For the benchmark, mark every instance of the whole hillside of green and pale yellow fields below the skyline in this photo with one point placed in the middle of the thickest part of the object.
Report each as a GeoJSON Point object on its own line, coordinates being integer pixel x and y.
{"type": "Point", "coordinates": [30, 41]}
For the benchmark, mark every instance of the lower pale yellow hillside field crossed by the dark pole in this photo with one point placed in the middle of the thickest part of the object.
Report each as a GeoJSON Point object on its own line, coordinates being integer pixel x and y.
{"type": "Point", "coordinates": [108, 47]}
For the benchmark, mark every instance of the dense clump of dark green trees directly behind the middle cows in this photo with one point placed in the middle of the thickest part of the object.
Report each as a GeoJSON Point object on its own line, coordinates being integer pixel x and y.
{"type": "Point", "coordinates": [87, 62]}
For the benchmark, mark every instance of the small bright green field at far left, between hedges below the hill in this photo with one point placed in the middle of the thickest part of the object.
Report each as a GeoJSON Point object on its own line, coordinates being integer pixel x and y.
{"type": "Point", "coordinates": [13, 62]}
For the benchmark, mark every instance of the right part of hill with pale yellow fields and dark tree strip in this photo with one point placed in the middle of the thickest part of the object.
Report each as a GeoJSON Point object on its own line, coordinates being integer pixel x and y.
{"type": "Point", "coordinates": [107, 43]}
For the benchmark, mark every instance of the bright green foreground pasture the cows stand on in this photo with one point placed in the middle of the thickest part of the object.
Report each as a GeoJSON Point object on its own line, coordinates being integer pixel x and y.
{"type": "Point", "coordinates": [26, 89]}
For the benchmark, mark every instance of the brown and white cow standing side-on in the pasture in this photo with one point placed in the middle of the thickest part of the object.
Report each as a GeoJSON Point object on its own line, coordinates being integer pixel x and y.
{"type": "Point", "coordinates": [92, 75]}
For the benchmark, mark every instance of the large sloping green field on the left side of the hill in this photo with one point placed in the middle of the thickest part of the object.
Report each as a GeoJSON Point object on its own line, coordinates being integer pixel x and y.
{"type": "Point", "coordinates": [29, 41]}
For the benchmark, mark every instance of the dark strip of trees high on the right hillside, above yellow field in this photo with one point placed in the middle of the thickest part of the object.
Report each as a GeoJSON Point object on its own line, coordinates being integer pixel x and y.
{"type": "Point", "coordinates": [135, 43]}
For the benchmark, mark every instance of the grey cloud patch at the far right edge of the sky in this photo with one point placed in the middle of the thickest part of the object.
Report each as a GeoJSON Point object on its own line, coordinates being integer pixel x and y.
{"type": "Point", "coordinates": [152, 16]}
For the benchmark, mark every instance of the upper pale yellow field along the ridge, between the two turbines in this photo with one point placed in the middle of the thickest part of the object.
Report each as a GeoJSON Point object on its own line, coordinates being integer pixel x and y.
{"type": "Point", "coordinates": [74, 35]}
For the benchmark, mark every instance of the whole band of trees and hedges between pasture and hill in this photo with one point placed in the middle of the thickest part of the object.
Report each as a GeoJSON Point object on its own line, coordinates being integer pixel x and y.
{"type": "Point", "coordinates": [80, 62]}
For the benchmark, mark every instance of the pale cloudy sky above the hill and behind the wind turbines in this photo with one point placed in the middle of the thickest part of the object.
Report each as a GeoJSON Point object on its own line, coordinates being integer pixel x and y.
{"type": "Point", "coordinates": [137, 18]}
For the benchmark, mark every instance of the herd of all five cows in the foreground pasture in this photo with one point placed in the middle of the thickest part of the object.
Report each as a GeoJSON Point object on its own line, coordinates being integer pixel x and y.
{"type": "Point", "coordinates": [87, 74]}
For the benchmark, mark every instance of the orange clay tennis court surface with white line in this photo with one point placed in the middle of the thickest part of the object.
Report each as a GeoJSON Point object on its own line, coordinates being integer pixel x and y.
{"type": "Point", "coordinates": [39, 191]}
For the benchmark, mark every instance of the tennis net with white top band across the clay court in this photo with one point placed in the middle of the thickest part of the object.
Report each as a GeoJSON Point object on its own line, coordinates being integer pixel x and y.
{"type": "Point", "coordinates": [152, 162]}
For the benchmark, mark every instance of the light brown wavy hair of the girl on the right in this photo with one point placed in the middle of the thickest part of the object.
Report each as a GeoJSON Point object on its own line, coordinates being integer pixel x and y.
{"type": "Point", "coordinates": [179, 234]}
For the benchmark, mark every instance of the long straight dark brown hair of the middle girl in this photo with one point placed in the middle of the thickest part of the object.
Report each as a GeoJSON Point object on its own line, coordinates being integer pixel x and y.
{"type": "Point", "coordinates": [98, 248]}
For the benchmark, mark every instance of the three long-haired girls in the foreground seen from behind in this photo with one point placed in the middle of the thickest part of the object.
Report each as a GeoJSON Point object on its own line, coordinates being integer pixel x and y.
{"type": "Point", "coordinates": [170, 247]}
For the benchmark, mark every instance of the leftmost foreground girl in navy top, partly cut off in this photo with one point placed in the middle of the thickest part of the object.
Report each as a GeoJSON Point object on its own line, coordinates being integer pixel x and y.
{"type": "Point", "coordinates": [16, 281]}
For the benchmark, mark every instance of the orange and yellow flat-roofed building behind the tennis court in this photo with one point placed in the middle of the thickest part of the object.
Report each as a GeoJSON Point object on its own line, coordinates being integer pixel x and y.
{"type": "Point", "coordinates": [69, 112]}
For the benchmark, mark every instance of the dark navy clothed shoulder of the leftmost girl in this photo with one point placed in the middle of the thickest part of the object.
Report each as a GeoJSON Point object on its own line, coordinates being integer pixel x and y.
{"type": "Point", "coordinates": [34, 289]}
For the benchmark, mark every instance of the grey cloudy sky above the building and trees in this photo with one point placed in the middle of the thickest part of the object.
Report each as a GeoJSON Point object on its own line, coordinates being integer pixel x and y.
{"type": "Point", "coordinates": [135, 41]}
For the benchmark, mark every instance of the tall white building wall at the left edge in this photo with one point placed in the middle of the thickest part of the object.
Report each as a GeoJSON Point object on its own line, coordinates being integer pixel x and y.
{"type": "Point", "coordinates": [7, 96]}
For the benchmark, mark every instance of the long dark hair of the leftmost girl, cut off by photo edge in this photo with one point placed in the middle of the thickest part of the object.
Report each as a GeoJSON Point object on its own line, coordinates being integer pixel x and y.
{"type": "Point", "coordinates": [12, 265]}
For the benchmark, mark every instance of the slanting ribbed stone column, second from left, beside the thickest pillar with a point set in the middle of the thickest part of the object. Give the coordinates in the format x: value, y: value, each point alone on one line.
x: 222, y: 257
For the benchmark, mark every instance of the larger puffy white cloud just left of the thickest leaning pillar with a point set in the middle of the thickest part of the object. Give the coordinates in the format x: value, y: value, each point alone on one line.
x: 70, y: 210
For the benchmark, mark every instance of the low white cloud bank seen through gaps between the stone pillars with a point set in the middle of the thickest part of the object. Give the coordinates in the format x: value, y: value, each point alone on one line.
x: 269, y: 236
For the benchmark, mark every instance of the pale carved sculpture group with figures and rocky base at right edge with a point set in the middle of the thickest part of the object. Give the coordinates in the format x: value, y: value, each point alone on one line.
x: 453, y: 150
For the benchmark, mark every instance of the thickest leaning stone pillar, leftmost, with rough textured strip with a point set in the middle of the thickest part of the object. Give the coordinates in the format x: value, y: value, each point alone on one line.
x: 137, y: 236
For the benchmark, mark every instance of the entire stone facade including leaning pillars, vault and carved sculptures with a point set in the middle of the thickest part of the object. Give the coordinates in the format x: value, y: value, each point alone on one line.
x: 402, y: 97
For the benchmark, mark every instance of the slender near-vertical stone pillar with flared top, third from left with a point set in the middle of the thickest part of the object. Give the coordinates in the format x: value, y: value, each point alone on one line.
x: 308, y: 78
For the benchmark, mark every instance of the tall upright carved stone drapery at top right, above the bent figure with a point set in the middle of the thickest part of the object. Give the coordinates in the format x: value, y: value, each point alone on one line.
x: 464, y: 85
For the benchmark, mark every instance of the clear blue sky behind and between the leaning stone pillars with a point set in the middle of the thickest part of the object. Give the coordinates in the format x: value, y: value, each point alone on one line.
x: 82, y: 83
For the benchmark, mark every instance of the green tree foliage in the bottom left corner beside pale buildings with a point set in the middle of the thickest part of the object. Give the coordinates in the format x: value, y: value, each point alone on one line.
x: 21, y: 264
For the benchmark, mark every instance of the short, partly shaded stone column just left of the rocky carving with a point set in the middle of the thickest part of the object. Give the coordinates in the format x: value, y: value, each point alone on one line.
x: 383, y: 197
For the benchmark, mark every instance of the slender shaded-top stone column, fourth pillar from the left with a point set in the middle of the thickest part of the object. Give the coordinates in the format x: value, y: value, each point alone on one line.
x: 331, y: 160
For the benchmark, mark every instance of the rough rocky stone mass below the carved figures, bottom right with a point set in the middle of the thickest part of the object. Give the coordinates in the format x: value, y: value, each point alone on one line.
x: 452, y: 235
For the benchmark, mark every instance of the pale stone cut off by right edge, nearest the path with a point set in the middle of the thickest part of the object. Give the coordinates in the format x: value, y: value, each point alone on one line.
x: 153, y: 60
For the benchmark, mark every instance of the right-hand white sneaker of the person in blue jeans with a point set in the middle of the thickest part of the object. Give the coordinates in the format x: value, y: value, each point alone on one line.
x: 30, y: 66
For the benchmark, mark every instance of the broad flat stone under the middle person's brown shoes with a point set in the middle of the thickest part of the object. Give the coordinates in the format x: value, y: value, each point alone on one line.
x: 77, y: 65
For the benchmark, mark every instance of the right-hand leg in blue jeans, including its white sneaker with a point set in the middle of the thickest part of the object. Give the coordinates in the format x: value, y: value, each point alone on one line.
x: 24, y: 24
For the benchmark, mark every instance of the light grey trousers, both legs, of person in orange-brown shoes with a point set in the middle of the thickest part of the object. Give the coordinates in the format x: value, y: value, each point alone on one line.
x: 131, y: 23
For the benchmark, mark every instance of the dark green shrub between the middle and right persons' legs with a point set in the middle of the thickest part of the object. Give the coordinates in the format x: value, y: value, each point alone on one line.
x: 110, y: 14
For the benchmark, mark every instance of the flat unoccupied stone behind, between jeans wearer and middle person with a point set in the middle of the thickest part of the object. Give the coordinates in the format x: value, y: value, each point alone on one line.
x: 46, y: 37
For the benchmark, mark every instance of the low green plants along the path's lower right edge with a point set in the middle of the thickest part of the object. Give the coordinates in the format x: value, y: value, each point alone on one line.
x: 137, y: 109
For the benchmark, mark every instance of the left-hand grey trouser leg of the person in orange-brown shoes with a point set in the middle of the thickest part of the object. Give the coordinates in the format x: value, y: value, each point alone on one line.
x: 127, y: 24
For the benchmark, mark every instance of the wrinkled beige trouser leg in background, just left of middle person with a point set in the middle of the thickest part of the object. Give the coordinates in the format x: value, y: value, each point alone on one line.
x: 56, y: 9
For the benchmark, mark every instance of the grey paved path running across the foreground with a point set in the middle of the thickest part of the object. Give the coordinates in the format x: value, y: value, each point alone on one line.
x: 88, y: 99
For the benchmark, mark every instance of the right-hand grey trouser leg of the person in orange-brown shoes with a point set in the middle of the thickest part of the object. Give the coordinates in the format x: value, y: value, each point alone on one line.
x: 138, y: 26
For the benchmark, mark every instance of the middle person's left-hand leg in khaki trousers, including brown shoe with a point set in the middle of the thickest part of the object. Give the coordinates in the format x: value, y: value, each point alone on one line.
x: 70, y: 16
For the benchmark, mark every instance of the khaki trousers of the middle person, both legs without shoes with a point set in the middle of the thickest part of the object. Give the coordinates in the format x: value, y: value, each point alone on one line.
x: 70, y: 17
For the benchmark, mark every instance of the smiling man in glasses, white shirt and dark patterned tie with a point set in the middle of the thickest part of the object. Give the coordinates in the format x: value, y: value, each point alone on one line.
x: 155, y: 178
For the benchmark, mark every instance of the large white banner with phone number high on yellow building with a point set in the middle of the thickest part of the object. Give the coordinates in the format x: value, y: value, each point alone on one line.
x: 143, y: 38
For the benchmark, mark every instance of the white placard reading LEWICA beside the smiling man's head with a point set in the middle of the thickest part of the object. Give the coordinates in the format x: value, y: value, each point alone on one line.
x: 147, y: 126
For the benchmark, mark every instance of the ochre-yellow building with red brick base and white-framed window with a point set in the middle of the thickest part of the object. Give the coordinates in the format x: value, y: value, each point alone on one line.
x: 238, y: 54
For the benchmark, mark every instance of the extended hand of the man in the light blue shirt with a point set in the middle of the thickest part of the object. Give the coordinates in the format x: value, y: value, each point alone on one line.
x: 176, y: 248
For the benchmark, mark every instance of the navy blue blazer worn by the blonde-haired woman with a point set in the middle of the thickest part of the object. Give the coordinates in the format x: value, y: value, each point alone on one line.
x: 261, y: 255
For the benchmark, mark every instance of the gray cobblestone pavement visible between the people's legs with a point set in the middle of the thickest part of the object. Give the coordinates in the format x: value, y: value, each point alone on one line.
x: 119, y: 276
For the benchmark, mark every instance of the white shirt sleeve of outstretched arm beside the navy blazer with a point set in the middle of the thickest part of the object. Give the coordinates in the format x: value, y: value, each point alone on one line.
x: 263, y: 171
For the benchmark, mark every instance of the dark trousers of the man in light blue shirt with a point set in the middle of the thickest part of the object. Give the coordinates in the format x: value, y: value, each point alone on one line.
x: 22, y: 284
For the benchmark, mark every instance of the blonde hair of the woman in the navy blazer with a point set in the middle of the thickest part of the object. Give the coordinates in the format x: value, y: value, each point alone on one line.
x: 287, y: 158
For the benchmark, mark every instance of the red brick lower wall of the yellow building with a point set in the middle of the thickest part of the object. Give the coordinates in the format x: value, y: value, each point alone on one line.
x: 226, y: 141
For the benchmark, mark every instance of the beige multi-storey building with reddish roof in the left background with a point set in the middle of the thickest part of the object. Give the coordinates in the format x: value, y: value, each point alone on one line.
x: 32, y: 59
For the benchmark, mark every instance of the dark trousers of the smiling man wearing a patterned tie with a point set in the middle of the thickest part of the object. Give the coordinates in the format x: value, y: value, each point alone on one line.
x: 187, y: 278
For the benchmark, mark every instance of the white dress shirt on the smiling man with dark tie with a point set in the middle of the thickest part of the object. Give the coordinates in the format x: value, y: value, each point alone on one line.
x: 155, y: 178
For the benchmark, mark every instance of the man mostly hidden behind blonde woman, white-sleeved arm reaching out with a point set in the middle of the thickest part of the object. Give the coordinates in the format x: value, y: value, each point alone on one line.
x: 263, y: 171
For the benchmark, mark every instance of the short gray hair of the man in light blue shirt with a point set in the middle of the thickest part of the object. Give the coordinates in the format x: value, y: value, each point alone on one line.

******

*EXERCISE DESCRIPTION:* Looking back over the data above, restate word for word the lines that begin at the line with "For the benchmark, mark every instance of the brown" and end at the line with "For the benchmark, mark every instance of the grey cloud patch", inclusive.

*ANSWER BOX:*
For the benchmark, mark every instance of the brown and white cow standing side-on in the pasture in this photo with one point placed in the middle of the thickest part of the object.
Report each as a GeoJSON Point object on its own line, coordinates being integer pixel x and y.
{"type": "Point", "coordinates": [92, 75]}
For the benchmark, mark every instance of the large sloping green field on the left side of the hill in this photo with one point placed in the middle of the thickest part of the object.
Report each as a GeoJSON Point object on its own line, coordinates being integer pixel x and y.
{"type": "Point", "coordinates": [29, 41]}
For the benchmark, mark every instance of the dark strip of trees high on the right hillside, above yellow field in this photo with one point placed in the middle of the thickest part of the object.
Report each as a GeoJSON Point object on its own line, coordinates being integer pixel x and y.
{"type": "Point", "coordinates": [135, 43]}
For the benchmark, mark every instance of the grey cloud patch at the far right edge of the sky in this photo with one point placed in the middle of the thickest part of the object.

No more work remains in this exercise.